What is needed
An exact reprint of all the records is the expected answer.

Material for this task
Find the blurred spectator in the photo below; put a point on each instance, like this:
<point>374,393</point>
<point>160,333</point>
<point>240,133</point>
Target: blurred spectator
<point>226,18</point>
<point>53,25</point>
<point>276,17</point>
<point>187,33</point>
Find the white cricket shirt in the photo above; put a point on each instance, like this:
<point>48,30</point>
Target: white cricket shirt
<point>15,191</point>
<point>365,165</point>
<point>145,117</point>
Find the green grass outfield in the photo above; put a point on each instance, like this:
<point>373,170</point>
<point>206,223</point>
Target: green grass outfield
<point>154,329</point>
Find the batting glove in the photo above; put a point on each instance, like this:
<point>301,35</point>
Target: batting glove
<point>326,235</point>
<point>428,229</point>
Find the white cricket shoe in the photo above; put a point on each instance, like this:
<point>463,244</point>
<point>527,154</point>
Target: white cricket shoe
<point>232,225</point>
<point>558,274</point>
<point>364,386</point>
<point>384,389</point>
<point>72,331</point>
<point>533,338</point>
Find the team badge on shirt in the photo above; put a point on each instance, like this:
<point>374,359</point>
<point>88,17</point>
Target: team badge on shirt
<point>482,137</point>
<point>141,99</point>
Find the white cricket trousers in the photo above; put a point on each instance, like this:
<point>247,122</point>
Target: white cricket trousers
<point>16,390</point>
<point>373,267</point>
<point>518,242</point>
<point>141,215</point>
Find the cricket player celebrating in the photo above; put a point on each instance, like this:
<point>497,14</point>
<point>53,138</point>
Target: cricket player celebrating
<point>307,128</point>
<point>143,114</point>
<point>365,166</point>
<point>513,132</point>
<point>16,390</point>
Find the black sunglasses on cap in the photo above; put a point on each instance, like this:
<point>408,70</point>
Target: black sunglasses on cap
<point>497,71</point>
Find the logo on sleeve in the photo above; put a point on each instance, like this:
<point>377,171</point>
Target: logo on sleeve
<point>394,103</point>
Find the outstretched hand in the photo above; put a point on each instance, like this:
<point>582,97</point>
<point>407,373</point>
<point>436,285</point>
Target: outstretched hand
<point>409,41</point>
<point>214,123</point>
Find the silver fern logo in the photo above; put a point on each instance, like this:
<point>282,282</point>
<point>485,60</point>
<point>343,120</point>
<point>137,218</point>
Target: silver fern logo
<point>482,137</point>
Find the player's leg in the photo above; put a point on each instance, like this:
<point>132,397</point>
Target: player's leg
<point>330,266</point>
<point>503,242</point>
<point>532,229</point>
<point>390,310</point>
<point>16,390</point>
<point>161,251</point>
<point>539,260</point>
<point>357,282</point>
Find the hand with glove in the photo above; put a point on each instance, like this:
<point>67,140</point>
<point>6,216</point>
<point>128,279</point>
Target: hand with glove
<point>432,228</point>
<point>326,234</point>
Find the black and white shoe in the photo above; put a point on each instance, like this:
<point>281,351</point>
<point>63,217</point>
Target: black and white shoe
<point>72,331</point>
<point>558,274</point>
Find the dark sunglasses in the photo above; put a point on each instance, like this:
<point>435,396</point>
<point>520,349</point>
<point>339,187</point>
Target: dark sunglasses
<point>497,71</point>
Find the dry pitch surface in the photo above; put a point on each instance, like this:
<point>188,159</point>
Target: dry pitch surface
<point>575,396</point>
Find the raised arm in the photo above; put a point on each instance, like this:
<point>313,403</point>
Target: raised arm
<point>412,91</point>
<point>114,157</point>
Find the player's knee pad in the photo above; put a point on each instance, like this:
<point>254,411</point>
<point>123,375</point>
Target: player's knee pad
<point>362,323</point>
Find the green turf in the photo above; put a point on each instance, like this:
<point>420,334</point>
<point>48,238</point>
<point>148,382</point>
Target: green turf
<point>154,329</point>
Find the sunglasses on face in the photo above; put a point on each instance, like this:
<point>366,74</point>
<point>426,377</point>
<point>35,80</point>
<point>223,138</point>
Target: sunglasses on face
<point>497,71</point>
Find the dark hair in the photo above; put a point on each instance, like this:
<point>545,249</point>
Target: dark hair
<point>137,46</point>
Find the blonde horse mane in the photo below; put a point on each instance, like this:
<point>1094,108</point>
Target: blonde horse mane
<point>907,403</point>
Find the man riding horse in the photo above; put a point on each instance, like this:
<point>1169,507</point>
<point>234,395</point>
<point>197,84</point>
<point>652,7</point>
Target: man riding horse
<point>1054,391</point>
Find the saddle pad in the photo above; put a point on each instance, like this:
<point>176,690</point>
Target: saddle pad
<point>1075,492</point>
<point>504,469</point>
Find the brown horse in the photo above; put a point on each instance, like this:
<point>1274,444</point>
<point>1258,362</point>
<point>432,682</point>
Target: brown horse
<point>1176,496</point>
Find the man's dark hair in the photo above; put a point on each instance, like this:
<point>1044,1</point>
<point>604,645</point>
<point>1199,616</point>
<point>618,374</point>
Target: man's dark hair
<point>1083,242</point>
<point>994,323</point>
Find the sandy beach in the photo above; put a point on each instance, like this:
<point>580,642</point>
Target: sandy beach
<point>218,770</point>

Response area
Find the blurred spectator in the photo below; put a point on each instance, like this:
<point>374,393</point>
<point>160,333</point>
<point>240,133</point>
Target: blurred spectator
<point>226,18</point>
<point>53,25</point>
<point>276,17</point>
<point>187,33</point>
Find the white cricket shirt in the photo above; put a point on each instance, like this:
<point>48,30</point>
Target: white cricket shirt
<point>15,191</point>
<point>365,165</point>
<point>145,117</point>
Find the green grass outfield in the photo above; put a point on each instance, like this:
<point>373,170</point>
<point>206,223</point>
Target: green grass outfield
<point>154,329</point>
Find the batting glove in the photo above; put a point on each instance, like this:
<point>301,35</point>
Target: batting glove
<point>326,235</point>
<point>428,229</point>
Find the white cricket shoe in the photo above; put a point on each instance, like this:
<point>463,244</point>
<point>527,154</point>
Target: white cricket shoe
<point>232,225</point>
<point>558,274</point>
<point>364,386</point>
<point>384,389</point>
<point>72,331</point>
<point>533,338</point>
Find the team badge on shirt in the photo above; put a point on each instance, like this:
<point>374,359</point>
<point>88,17</point>
Target: team badge on shirt
<point>482,137</point>
<point>141,99</point>
Find the white cricket trousers in the photo above; put a point on each instance, like this:
<point>247,122</point>
Target: white cricket trousers
<point>16,390</point>
<point>373,267</point>
<point>518,242</point>
<point>141,215</point>
Find the cricket player celebrating in the photo above; put a point on each instance, like this:
<point>497,14</point>
<point>53,138</point>
Target: cricket player celebrating
<point>307,128</point>
<point>143,114</point>
<point>365,166</point>
<point>513,132</point>
<point>16,390</point>
Find the black sunglasses on cap in the photo above; put a point on each instance, like this:
<point>408,70</point>
Target: black sunglasses on cap
<point>497,71</point>
Find the logo on sleeve in the photo above; put a point on each instance, like this:
<point>377,171</point>
Target: logo on sleeve
<point>394,103</point>
Find the outstretched hand in the photo above; put a point on each instance, like this:
<point>582,97</point>
<point>407,373</point>
<point>436,285</point>
Target: outstretched hand
<point>409,41</point>
<point>214,123</point>
Find the silver fern logo in the photo above; put a point on each instance, like this:
<point>282,282</point>
<point>485,60</point>
<point>343,120</point>
<point>137,218</point>
Target: silver fern logo
<point>482,137</point>
Find the player's leg in the photo above; put a point on each instance, like this:
<point>132,397</point>
Target: player's leg
<point>330,266</point>
<point>503,242</point>
<point>532,229</point>
<point>390,310</point>
<point>16,390</point>
<point>161,251</point>
<point>539,260</point>
<point>357,282</point>
Find the hand with glove in the photo above; put a point on each instance, like this:
<point>67,140</point>
<point>6,216</point>
<point>128,279</point>
Target: hand with glove
<point>432,228</point>
<point>326,234</point>
Find the black and white shoe in the photo above; put a point on each instance, like this:
<point>281,351</point>
<point>63,217</point>
Target: black and white shoe
<point>72,331</point>
<point>558,274</point>
Find the dark sunglasses in the photo above; put a point on each instance, like this:
<point>435,396</point>
<point>520,349</point>
<point>339,187</point>
Target: dark sunglasses
<point>497,71</point>
Find the dry pitch surface in the photo above; put a point on each instance, like this:
<point>188,159</point>
Target: dry pitch surface
<point>575,396</point>
Find the raised arm in the photo above; put a point on each instance, like this:
<point>313,403</point>
Target: raised arm
<point>412,91</point>
<point>114,157</point>
Find the player's knee pad in the photo above; put a point on each instance, like this:
<point>254,411</point>
<point>123,375</point>
Target: player's knee pad
<point>362,323</point>
Find the green turf in the photo above; put a point on each instance, like this:
<point>420,334</point>
<point>48,238</point>
<point>148,382</point>
Target: green turf
<point>154,329</point>
Find the sunglasses on face in the photo above; put a point on each instance, like this:
<point>366,74</point>
<point>426,377</point>
<point>35,80</point>
<point>223,138</point>
Target: sunglasses on face
<point>497,71</point>
Find the dark hair in the photo above; put a point on each instance, like this:
<point>545,249</point>
Target: dark hair
<point>137,46</point>
Find the blonde horse mane in the photo below; put a point on each instance, like this:
<point>1094,108</point>
Target: blonde horse mane
<point>907,403</point>
Find the man riding horse in the photo above; put a point on each instance, like this:
<point>1169,507</point>
<point>234,395</point>
<point>197,84</point>
<point>652,7</point>
Target: man riding horse
<point>1054,391</point>
Find the saddle pad in the photo above; put a point on each instance, like this:
<point>176,690</point>
Target: saddle pad
<point>1075,492</point>
<point>504,469</point>
Find the brown horse in the photo above; put a point on each instance, like this:
<point>1274,444</point>
<point>1258,362</point>
<point>432,682</point>
Target: brown horse
<point>1176,496</point>
Find the man's dark hair in the photo above; put a point on each instance, like this:
<point>1044,1</point>
<point>604,645</point>
<point>1199,616</point>
<point>618,374</point>
Target: man's dark hair
<point>1083,242</point>
<point>994,323</point>
Find the sandy beach in the photo above; put a point on each instance, like this:
<point>580,642</point>
Target: sandy beach
<point>218,770</point>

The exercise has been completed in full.